#### WHAT IS EXPECTED:
Word for word, set down the records and skip each picture.

#### MATERIAL TO PROCESS:
* begin *

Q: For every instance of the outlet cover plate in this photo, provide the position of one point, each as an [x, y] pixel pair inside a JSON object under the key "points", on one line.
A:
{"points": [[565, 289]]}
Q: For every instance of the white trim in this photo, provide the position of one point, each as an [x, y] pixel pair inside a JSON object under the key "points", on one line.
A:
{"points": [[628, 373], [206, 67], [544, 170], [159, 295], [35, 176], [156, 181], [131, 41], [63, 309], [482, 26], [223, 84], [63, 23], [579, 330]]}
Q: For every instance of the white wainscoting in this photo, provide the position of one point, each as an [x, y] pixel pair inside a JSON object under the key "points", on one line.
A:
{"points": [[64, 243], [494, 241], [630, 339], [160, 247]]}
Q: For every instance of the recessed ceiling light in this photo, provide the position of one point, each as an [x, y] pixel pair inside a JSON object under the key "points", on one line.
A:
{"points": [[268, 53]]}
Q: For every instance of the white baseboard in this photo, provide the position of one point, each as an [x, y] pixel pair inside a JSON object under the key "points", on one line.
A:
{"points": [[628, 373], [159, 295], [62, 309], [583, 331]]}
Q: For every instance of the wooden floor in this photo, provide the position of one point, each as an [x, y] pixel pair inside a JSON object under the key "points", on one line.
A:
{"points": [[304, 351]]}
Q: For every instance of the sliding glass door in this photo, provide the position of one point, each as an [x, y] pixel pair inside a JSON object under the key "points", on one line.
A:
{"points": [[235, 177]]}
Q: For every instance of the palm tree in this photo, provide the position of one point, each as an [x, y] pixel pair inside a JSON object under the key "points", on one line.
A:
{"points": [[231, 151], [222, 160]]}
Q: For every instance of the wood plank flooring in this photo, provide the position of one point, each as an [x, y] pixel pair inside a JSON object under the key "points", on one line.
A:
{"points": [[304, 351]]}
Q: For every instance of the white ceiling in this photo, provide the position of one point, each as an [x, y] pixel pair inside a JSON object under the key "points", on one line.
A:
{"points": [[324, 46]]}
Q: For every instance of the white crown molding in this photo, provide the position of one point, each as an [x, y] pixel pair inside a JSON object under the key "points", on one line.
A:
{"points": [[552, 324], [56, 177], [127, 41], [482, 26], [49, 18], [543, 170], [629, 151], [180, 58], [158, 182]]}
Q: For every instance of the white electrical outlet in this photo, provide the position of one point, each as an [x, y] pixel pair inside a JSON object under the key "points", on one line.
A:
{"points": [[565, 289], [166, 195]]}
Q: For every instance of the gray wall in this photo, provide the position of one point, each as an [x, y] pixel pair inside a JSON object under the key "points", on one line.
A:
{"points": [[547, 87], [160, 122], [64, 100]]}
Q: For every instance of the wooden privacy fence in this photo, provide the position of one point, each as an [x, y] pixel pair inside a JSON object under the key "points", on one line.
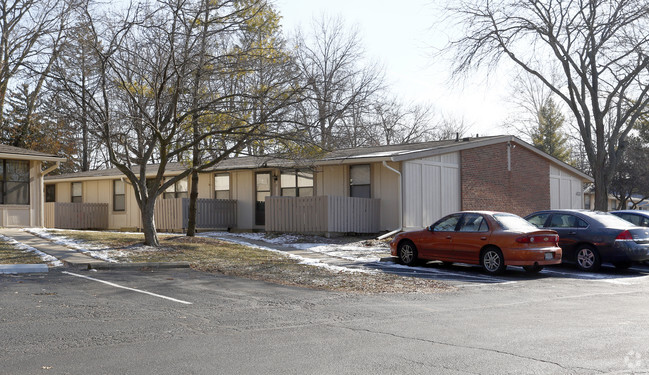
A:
{"points": [[322, 214], [76, 215], [171, 214]]}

* end *

#### RESULT OF THE EXERCISE:
Q: For every instance of the outlet cover plate in this photo, provide the position of one point, each as an [x, y] pixel pair inside a JSON object under the key "points", on one line.
A:
{"points": [[565, 289]]}
Q: For every instance of the white trim in this photo, provide the position of one point, each as an [x, y] pixel pair inside a JSON object under the key "points", on one line.
A:
{"points": [[628, 373], [206, 67], [544, 170], [159, 295], [35, 176], [156, 181], [131, 41], [63, 309], [482, 26], [223, 84], [63, 23], [579, 330]]}
Q: For every instance of the white wainscoting in this photo, provide the position of one point, each as an [x, y] pixel pair inside a JSON object under the key "points", on one line.
A:
{"points": [[64, 243], [494, 241], [630, 339], [160, 247]]}
Q: For every instance of the recessed ceiling light in this photo, provide the position of one point, each as an [x, y] pixel pair inside a JSON object under the key "points", on one line.
A:
{"points": [[268, 53]]}
Q: For every instance of the white baseboard in this photo, provide the position of one point, each as an [x, y] pixel pair inside a JSON object under the key "points", on one line.
A:
{"points": [[628, 373], [159, 295], [62, 309], [583, 331]]}
Q: For every instance of the wooden floor in this photo, provide the position of one point, each as an [x, y] pixel pair inside a JSON object under the key "points", on one line.
A:
{"points": [[304, 351]]}
Q: For every instance of the sliding glass door in this photo, provide the position of one point, each as an [x, y] pixel pair inside a JSON object under the key "points", on one line.
A:
{"points": [[235, 177]]}
Q: For every instance of the palm tree in this photo, provide the position of one point, each as an [x, y] pixel pair inside a JSON object under the key "points", on one line.
A:
{"points": [[231, 151], [222, 160]]}
Q: For every instance of the wood plank flooring in this photo, provide the position of one point, each as an [x, y] pixel pair inside a JSON object under the key "points", on one line.
A:
{"points": [[304, 351]]}
Q: For every instance of the white ceiling in this photo, provide the position of one point, each as an [x, y] pixel pair inside a JSON object under the key "points", on one line.
A:
{"points": [[324, 46]]}
Q: For every instance of the white crown molding in this photo, provide the position of one point, each as an [x, y] pixel pair inside a JSON object under the key "points", on one line.
A:
{"points": [[552, 324], [56, 177], [127, 41], [482, 26], [49, 18], [543, 170], [629, 151], [180, 58], [158, 182]]}
Q: For every instance of the white electrical outlet in this photo, provide the position of one point, each as an [x, y] pixel pair inside a JSON object under the key "points", on one line.
A:
{"points": [[565, 289], [166, 195]]}
Q: For every instance of the gray wall in this photo, provide the position of one point, each as an [x, y] pixel pair inside a JSON object under the key "points", on one line.
A:
{"points": [[547, 87], [160, 122], [64, 100]]}
Q: For every instance of the wooden privacy fence in this photo, provide the position of one point, each as an [x, y] pixel pair inside a JSON object under the key "points", on one line.
A:
{"points": [[322, 214], [76, 215], [171, 214]]}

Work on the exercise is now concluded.